>> Begin

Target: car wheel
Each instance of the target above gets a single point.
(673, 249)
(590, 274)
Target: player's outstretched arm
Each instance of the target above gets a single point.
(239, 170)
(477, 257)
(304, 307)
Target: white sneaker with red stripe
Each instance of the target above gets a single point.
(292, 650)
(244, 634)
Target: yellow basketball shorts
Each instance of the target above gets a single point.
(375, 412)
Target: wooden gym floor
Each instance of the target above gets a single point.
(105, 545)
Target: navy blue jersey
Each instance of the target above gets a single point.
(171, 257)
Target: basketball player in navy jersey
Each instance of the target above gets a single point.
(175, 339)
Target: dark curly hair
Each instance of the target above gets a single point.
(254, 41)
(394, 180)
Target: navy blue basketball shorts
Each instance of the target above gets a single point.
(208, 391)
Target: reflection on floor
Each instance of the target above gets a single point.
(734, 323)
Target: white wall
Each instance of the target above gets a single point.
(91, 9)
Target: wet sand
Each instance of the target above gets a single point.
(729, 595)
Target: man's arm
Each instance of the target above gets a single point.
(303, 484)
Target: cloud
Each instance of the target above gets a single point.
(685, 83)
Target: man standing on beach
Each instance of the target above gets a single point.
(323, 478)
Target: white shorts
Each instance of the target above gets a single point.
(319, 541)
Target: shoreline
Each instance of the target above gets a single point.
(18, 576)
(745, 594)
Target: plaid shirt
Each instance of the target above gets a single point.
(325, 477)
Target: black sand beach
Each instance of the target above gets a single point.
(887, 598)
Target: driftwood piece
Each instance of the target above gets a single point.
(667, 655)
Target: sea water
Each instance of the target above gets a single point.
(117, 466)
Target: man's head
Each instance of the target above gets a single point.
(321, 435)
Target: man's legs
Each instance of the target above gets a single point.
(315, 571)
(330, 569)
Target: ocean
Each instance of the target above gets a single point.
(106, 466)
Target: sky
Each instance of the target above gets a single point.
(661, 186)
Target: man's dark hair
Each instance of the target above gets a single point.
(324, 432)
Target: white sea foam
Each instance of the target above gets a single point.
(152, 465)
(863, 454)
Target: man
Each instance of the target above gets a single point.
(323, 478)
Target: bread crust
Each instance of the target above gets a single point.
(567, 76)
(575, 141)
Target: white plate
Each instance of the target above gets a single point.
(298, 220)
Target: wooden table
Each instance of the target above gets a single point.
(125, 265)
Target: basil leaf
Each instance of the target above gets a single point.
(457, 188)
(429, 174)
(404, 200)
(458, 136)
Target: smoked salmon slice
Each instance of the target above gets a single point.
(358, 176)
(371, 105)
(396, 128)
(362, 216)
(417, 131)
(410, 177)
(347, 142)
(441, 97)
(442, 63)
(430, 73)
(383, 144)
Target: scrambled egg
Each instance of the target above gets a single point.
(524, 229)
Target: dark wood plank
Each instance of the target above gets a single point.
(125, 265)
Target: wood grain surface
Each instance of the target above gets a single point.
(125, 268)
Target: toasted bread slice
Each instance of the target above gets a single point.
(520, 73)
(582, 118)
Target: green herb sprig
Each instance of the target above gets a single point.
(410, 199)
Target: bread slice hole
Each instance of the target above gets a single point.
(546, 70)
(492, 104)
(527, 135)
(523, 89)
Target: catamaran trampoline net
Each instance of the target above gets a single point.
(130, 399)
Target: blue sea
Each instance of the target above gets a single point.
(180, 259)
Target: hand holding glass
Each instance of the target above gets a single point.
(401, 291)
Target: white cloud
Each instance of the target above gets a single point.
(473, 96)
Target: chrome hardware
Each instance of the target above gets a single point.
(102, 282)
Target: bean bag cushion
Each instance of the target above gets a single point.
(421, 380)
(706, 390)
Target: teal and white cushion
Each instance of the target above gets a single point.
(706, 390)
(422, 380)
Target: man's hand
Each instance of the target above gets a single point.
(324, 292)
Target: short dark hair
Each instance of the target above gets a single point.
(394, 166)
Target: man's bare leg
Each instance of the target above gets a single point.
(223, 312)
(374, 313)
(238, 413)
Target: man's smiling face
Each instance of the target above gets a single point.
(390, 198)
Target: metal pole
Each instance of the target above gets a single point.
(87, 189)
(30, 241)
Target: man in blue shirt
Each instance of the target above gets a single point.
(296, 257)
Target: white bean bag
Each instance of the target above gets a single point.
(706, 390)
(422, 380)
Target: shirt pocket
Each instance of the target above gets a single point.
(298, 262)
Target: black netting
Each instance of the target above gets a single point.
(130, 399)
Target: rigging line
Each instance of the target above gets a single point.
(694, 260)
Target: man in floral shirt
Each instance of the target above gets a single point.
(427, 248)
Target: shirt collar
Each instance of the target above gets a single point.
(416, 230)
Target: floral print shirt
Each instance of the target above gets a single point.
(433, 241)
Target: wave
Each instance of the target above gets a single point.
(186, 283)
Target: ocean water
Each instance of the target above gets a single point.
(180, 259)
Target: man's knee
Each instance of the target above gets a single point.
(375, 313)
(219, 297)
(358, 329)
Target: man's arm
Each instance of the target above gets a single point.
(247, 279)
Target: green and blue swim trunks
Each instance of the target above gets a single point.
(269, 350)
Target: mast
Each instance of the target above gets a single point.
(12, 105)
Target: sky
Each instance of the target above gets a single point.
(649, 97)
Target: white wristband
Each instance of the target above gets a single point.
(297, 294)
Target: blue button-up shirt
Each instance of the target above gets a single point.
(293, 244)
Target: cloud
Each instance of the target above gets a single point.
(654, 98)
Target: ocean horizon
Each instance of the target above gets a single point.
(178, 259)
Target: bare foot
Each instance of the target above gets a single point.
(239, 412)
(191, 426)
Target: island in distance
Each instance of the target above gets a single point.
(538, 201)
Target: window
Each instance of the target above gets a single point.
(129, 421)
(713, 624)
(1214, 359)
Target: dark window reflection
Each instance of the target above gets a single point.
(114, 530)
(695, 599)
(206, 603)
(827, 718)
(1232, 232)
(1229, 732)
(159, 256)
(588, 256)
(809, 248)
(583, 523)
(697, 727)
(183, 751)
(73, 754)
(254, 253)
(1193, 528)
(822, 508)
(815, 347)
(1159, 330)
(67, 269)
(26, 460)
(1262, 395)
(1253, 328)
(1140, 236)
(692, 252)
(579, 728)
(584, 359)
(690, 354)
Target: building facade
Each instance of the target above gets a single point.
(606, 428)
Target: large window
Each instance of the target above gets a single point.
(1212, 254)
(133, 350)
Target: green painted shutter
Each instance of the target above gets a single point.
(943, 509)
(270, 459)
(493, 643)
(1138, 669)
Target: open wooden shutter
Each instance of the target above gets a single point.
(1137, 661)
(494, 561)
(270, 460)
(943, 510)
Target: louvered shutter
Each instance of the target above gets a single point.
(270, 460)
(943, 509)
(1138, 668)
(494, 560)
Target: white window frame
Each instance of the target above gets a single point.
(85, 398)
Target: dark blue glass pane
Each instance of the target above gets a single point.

>> End

* What you are asked to do *
Transcribe the whole listing exactly.

* Problem solution *
Target: car wheel
Each instance of the target above gets a single point.
(673, 249)
(590, 274)
Target: player's outstretched arm
Each instance of the target above gets a single point.
(239, 170)
(477, 257)
(304, 307)
Target: white sneaker with red stripe
Each instance of the target above gets a single point.
(292, 650)
(244, 634)
Target: yellow basketball shorts
Each instance of the target above gets a single point.
(375, 412)
Target: wooden gym floor
Each instance of the target above gets a single point.
(105, 545)
Target: navy blue jersey
Each instance of the target above gets a single point.
(171, 257)
Target: basketball player in navy jersey
Each instance of the target above gets a single point.
(175, 339)
Target: dark curly hair
Each instance of the target above gets a single point.
(254, 41)
(394, 180)
Target: navy blue basketball shorts
Each instance of the target above gets a single point.
(208, 391)
Target: reflection on floor
Each instance of the target above gets a single point.
(734, 323)
Target: white wall
Each instance of the target above gets a single point.
(91, 9)
Target: wet sand
Each instance of the target above gets a single point.
(729, 595)
Target: man's arm
Each instance of the target above gets a single point.
(303, 484)
Target: cloud
Each instance of the target above gets a single point.
(685, 83)
Target: man standing on beach
Each instance of the target above gets a single point.
(323, 478)
Target: white shorts
Each instance of the target above gets a single point.
(319, 541)
Target: shoreline
Each instance of the target above gets a single point.
(18, 576)
(745, 594)
Target: plaid shirt
Each instance of the target above gets a single point.
(325, 477)
Target: black sand beach
Each instance of the target above gets a single point.
(887, 598)
Target: driftwood piece
Each instance of the target above gets a single point.
(667, 655)
Target: sea water
Each instance of the target above gets a single point.
(117, 466)
Target: man's head
Each instance of the target above gets a single point.
(321, 435)
Target: man's legs
Each instance of the target above gets a single point.
(315, 571)
(330, 569)
Target: ocean
Each instance of the target above gets a single point.
(106, 466)
Target: sky
Each instance of the target above gets a single point.
(661, 186)
Target: man's dark hair
Each instance of the target above gets a single point.
(324, 432)
Target: white sea foam
Each instance of the target above gets a single point.
(152, 465)
(863, 454)
Target: man
Each instance of the target above gets a single point.
(323, 478)
Target: bread crust
Each instance of the target above gets a single point.
(567, 76)
(575, 141)
Target: white plate
Each instance of the target above gets a single point.
(298, 220)
Target: wooden table
Each instance of the target above gets a single point.
(125, 265)
Target: basil leaf
Each instance of the target above gets a single point.
(457, 188)
(429, 174)
(404, 200)
(458, 136)
Target: smoked salmon slice
Each instance of the target above gets a single point.
(358, 176)
(371, 105)
(396, 128)
(362, 216)
(417, 131)
(410, 177)
(347, 142)
(441, 97)
(442, 63)
(430, 73)
(383, 144)
Target: scrambled egg
Each instance of the target above gets a single point.
(524, 229)
Target: dark wood plank
Each instance of the target above gets a single point.
(125, 265)
Target: wood grain surface
Each instance of the target above gets a single point.
(125, 268)
Target: toasted bread slice
Each instance of the target above gets a single point.
(520, 73)
(582, 118)
Target: green herb sprig
Each instance of the target above gets a single point.
(410, 199)
Target: bread slice hole
Each instance of the target above gets a single point.
(546, 70)
(492, 104)
(527, 135)
(523, 89)
Target: catamaran trampoline net
Each instance of the target above gets a single point.
(130, 399)
Target: blue sea
Each instance of the target above gets a single point.
(180, 259)
Target: hand holding glass
Each instance of the target above gets a single point.
(401, 291)
Target: white cloud
Each instance of the target above gets a single point.
(473, 96)
Target: chrome hardware
Each instance of the target above gets a single point.
(102, 282)
Target: bean bag cushion
Each instance of the target above gets a single point.
(421, 380)
(706, 390)
Target: teal and white cushion
Each instance of the target above gets a single point.
(706, 390)
(422, 380)
Target: man's hand
Each instance of the target above gets a single point.
(324, 292)
Target: short dark hair
Each instance of the target above gets a single point.
(394, 166)
Target: man's bare leg
Each instance of the target above gets a single point.
(223, 312)
(374, 313)
(238, 413)
Target: man's smiling face
Each instance of the target above gets a single point.
(390, 198)
Target: metal pole
Each instance of the target above gets a single point.
(87, 189)
(30, 241)
Target: man in blue shirt
Each instance of the target above gets a single point.
(296, 257)
Target: white bean bag
Each instance of the target above gets a single point.
(706, 390)
(422, 380)
Target: shirt pocket
Each instance of the target above gets a single point.
(298, 262)
Target: black netting
Each instance of the target above gets a single point.
(130, 399)
Target: rigging line
Each instance of the target above gets a single point.
(694, 260)
Target: man in floral shirt
Each instance of the target above gets a single point.
(427, 248)
Target: shirt collar
Each instance of the target above gets a single point.
(416, 230)
Target: floral print shirt
Each instance of the target above gets a single point.
(433, 241)
Target: wave
Each instance of the target above gets a single point.
(186, 283)
Target: ocean water
Each instance of the target above gets a single point.
(180, 259)
Target: man's knee
Each instance of the target above gets a single point.
(375, 313)
(219, 297)
(358, 329)
Target: man's arm
Each instance of the target above gets a single point.
(247, 279)
Target: green and blue swim trunks
Each instance of the target above gets a single point.
(269, 350)
Target: mast
Each instance of the target above gets a single point.
(12, 105)
Target: sky
Each instance of the target above gets a single point.
(649, 97)
Target: white wristband
Each instance of the target above gets a single point.
(297, 294)
Target: blue button-up shirt
Each instance of the target above gets a single point.
(293, 244)
Target: cloud
Each instance of the target above gets a single point.
(654, 98)
Target: ocean horizon
Each instance of the target above gets a single point.
(178, 259)
Target: bare foot
Each instance of the target above gets a single point.
(239, 412)
(191, 426)
Target: island in distance
Each instance of the target above gets a single point.
(538, 201)
Target: window
Each instance of the target above gets a single point.
(129, 421)
(713, 624)
(1214, 359)
Target: dark window reflection
Each instance of the target above gets a single point.
(114, 530)
(695, 599)
(206, 603)
(827, 718)
(1232, 232)
(1229, 732)
(159, 256)
(588, 256)
(809, 248)
(583, 523)
(697, 727)
(183, 751)
(73, 754)
(254, 253)
(1193, 528)
(822, 508)
(815, 347)
(1159, 330)
(67, 269)
(26, 460)
(1262, 395)
(1253, 328)
(1140, 236)
(692, 252)
(579, 728)
(584, 359)
(690, 354)
Target: building facade
Each instance of the target above gets a single point.
(606, 428)
Target: large window
Each instance of the target above gets a single point.
(1212, 254)
(133, 350)
Target: green painted shutter
Each instance of the target above gets a single point.
(943, 509)
(270, 459)
(493, 643)
(1138, 669)
Target: open wooden shutter
Each instance of the target above gets a single point.
(1137, 661)
(494, 561)
(270, 460)
(943, 510)
Target: louvered shutter
Each instance of the target above gets a single point.
(270, 460)
(943, 509)
(1138, 668)
(494, 560)
Target: white window frame
Each instance of the target above gets a single point.
(85, 398)
Target: dark blue glass pane
Each instance of the target above gets a single point.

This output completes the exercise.